→ Source passage
Sprinters have the added advantage of bieng a few inches narrower & RWD which helps. Mines 6.2m Renault Master, a few inches wider and FWD. But I guess should be fine. I wanted the Sorinter but I also wanted to fit a 6 foot bed sideways  which I just about managed in the master.  Compromises compromises. 

Thanks for posting the video.


----------



## barryd (Sep 30, 2018)

A road on a dash cam video often looks narrower than it is, same effect on Google Streetview.  nothing wrong with that road although the main routes through the Alps are much wider.  I would have no hesitation in taking a 7.5 metre coach built up that.  It might not look like it but you could probably squeeze two vehicles past each other on it.

The only time I ever came unstuck was in the Pyrenees we where were actually leaving the big mountains to head for the lower mountains towards the Atlantic coast and I took my eye off the ball and just followed the Sat nav blindly without checking the map before setting off. Ended up on proper goat track that was about 15 miles of single track around the side of a mountain.  Virtually no cars until I met a French car coming the other way who just refused to reverse the 15 yards back to a small passing point.  Just wouldnt budge so I ended up reversing about 250 or so to another one which put him in more of a flap as it meant he had to pass me with inches to spare on the cliff edge side. 

If you can survive driving round our mountain roads there is nothing in the Alps or the Pyrenees to worry about.  Some of ours are much steeper and narrower just not as long.  Its rare to encounter much over 10% out in Europe.  Just go and enjoy them, they are simply fantastic.

→ Exercise requirements
A - Reproduce the passage from the mountain driving thread starting at "Sprinters have the" and ending at "(Sep 30, 2018)".
B - List every length or distance in the mountain driving thread that is given as a number with a unit of measure.

Coordinate annotation entries:
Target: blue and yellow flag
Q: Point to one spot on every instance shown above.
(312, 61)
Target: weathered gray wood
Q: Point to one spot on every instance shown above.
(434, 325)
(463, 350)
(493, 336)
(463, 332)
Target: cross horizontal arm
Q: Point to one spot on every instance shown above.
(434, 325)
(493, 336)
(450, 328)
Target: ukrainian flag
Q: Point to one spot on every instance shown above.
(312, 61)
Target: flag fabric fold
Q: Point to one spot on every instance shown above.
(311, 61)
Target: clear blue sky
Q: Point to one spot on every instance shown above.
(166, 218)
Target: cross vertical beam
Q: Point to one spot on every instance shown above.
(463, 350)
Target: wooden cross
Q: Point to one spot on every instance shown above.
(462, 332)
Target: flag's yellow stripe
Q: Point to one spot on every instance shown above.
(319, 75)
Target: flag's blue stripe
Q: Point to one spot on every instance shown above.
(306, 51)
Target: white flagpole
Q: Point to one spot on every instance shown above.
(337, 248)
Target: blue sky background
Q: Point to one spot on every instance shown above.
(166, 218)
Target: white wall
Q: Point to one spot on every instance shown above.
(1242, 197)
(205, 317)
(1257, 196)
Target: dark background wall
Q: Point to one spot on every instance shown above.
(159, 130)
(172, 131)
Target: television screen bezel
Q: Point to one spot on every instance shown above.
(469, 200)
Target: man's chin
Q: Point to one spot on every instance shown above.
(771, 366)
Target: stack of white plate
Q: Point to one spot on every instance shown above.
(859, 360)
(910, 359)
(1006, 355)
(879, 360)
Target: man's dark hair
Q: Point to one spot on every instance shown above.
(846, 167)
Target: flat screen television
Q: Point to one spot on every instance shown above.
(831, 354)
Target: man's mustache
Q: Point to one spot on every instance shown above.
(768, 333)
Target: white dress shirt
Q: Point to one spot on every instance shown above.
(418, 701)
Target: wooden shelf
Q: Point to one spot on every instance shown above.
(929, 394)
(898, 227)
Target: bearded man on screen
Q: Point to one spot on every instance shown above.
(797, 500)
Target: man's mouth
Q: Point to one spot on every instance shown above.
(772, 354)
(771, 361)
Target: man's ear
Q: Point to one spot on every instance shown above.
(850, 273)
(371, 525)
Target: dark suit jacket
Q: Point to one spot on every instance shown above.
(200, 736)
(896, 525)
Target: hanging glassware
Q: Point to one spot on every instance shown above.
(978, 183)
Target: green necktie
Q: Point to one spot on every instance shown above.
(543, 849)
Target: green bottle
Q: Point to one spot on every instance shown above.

→ Replies
A -
Sprinters have the added advantage of bieng a few inches narrower & RWD which helps. Mines 6.2m Renault Master, a few inches wider and FWD. But I guess should be fine. I wanted the Sorinter but I also wanted to fit a 6 foot bed sideways  which I just about managed in the master.  Compromises compromises. 

Thanks for posting the video.


----------



## barryd (Sep 30, 2018)

B -
6.2m
6 foot
7.5 metre
15 miles
15 yards